# Excerto selecionado
:::
Os ataques sauditas conseguiram levar à restauração da presidência de Mansur Hadi, mas os Huthis mantiveram o poder no norte do Iémen, onde lideram um “proto-estado repressivo”.

Entretanto, num clima de guerra civil, Mansur Hadi demitiu-se, o que levou o Iémen a ser governado por um Conselho Presidencial de sete membros liderado por Rashad al Alimi, figura pró-saudita.

A guerra continua, assim, latente no interior do Iémen e esses conflitos internos, com diferenças tribais e ideológicas à mistura, fomentaram o crescimento da milícia.

O ataque do Hamas a Israel em 7 de Outubro de 2023 e a consequente ofensiva israelita em Gaza, reactivou os ataques dos Huthis e veio aumentar os seguidores da milícia, movidos pelo “ódio” aos israelitas.

Entre 2004 e 2010, o movimento passou de apenas 2 mil elementos para os 100 mil, segundo estimativas de organizações internacionais. Actualmente, já terá mais de 120 mil.

O papel do Irão

Os Huthis e o Irão têm uma ideologia e interesses coincidentes, nomeadamente quanto ao posicionamente anti-EUA e anti-Israel.

“Deus é Grande. Morte à América. Morte a Israel. Abaixo os Judeus. Vitória do Islão”, é o slogan do grupo rebelde que vai ao encontro dos lemas históricos da república islâmica do Irão.

A entrada em jogo da Arábia Saudita contra os Huthis no conflito do Iémen aproximou ainda mais as duas partes. Os sauditas, que são aliados dos EUA, são velhos inimigos dos iranianos.

Os EUA deram apoio logístico à Arábia Saudita na guerra no Iémen, mas, numa espécie de guerra secreta, as forças especiais norte-americanas terão também ajudado nos combates.

Assim, as rivalidades distanciam uns e aproximam outros. Os Huthis têm os iranianos como aliados e, diz-se, como principais financiadores.

O grupo rebelde faz parte do chamado “Eixo de Resistência” com os grupos pró-Irão da região, a par do Hezbollah no Líbano, do Hamas em Gaza e das milícias xiitas no Iraque.

De guerrilheiros de chinelos a “engenheiros” militares

Os Huthis começaram por ser um grupo de guerreiros tribais, com armamento primitivo. Mas, actualmente, são uma milícia sofisticada com um vasto arsenal militar que inclui drones de largo alcance (até 2.000 quilómetros) que podem atingir a Arábia Saudita.
:::
# Pedido escrito
Passe para inglês esta frase do texto sobre os Huthis: «Os sauditas, que são aliados dos EUA, são velhos inimigos dos iranianos.» Este material vem de uma fonte diferente.

# Registos de anotação de contornos
:::
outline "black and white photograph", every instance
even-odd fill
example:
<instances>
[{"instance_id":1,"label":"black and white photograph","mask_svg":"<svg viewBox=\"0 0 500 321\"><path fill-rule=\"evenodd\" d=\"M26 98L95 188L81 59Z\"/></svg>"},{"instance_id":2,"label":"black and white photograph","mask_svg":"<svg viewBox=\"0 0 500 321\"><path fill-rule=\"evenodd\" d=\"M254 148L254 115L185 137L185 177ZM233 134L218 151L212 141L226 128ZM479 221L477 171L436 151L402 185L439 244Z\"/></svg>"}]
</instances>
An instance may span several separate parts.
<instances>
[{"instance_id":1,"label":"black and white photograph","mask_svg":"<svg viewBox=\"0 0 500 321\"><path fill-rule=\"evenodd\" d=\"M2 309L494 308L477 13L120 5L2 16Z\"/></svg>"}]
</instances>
:::
# Resultado esperado
The Saudis, who are allies of the US, are old enemies of the Iranians.